> **TASK PROMPT**
Rewrite every line of the listing below as a JSON array of strings, with one string per line and any blank lines omitted.

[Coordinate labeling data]
###
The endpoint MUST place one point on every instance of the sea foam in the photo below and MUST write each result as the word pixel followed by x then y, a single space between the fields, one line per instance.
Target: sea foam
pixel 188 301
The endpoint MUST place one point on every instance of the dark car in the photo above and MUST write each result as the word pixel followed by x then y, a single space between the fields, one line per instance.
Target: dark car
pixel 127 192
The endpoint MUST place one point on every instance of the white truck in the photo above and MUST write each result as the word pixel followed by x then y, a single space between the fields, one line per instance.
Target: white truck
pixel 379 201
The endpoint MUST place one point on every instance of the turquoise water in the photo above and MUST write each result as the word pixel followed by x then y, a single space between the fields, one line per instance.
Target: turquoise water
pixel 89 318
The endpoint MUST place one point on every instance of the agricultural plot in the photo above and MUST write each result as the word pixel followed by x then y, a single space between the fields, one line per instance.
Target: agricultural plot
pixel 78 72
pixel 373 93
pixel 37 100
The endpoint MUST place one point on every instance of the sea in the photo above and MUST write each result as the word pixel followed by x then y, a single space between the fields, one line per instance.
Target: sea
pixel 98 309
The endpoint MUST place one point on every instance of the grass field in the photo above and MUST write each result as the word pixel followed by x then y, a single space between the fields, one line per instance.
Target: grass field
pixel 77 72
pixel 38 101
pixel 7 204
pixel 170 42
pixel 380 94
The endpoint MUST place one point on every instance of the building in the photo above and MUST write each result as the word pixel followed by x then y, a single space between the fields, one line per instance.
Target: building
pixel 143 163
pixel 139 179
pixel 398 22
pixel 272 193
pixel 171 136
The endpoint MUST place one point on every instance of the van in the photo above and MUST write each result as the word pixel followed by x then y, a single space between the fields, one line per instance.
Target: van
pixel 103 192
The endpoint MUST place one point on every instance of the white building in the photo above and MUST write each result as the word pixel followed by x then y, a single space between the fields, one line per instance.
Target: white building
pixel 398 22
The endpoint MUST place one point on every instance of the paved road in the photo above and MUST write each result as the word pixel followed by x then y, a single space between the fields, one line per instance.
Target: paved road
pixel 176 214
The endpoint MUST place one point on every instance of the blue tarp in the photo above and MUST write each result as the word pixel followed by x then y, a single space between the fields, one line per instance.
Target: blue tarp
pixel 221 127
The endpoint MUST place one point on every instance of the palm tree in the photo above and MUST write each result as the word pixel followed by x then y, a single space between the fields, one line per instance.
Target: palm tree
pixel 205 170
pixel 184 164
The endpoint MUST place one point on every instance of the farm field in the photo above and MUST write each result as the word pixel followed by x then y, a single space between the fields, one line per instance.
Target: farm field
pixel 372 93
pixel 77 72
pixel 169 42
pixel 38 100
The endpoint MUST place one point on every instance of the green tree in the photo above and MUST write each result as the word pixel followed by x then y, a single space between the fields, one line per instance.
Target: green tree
###
> **SOLVED PROBLEM**
[
  "The endpoint MUST place one point on every instance of the sea foam in the photo below and MUST write each result as the word pixel followed by x then y, a single space between the fields, one line per instance.",
  "Target: sea foam",
  "pixel 188 301",
  "The endpoint MUST place one point on every instance of the dark car in the photo above and MUST write each result as the word pixel followed by x then y, a single space between the fields, one line per instance.",
  "Target: dark car",
  "pixel 127 192",
  "The endpoint MUST place one point on every instance of the white truck in the photo above and MUST write each result as the word pixel followed by x then y, a single space between the fields, one line per instance.",
  "Target: white truck",
  "pixel 379 201",
  "The endpoint MUST place one point on every instance of the turquoise water in the photo above and MUST write each result as the word pixel followed by x then y, a single space between the fields, one line per instance.",
  "Target: turquoise water",
  "pixel 89 318",
  "The endpoint MUST place one point on every instance of the agricultural plot in the photo above and MUST write each result as the word pixel followed by x then y, a single space between the fields, one line per instance.",
  "Target: agricultural plot",
  "pixel 78 72",
  "pixel 373 93",
  "pixel 37 100",
  "The endpoint MUST place one point on every instance of the sea in the photo above and MUST write each result as the word pixel followed by x then y, a single space between the fields, one line per instance.",
  "Target: sea",
  "pixel 98 309",
  "The endpoint MUST place one point on every instance of the grass field in the photo above and MUST write each result as the word pixel followed by x then y, a single space between the fields, one line per instance.",
  "Target: grass field",
  "pixel 77 72",
  "pixel 38 101",
  "pixel 7 204",
  "pixel 170 42",
  "pixel 380 94",
  "The endpoint MUST place one point on every instance of the building in the photo above and MUST write each result as the word pixel followed by x then y, a single space between the fields, one line per instance.",
  "Target: building",
  "pixel 143 163",
  "pixel 139 179",
  "pixel 398 22",
  "pixel 272 193",
  "pixel 171 136",
  "The endpoint MUST place one point on every instance of the van in the photo above and MUST write each result as the word pixel followed by x then y, a single space between the fields, one line per instance.",
  "Target: van",
  "pixel 103 192",
  "The endpoint MUST place one point on every instance of the white building in the photo above and MUST write each result as the word pixel followed by x then y, a single space between the fields, one line per instance.",
  "Target: white building",
  "pixel 398 22",
  "The endpoint MUST place one point on every instance of the paved road in the photo above and MUST write each result as the word pixel followed by x then y, a single space between the fields, one line per instance.",
  "Target: paved road",
  "pixel 176 214",
  "The endpoint MUST place one point on every instance of the blue tarp in the photo above and MUST write each result as the word pixel followed by x then y, a single space between the fields, one line per instance.",
  "Target: blue tarp",
  "pixel 221 127",
  "The endpoint MUST place one point on every instance of the palm tree in the photo above and MUST write each result as the word pixel followed by x then y, a single space between the fields, one line per instance.",
  "Target: palm tree",
  "pixel 205 170",
  "pixel 184 164",
  "The endpoint MUST place one point on every instance of the farm field in the photo above and MUST write each result as the word pixel followed by x then y, a single space between the fields, one line per instance.",
  "Target: farm field",
  "pixel 372 93",
  "pixel 77 72",
  "pixel 169 42",
  "pixel 38 100",
  "The endpoint MUST place one point on every instance of the green tree in the photo above and MUST write each result as the word pixel followed by x then y, a single space between the fields, one line per instance.",
  "Target: green tree"
]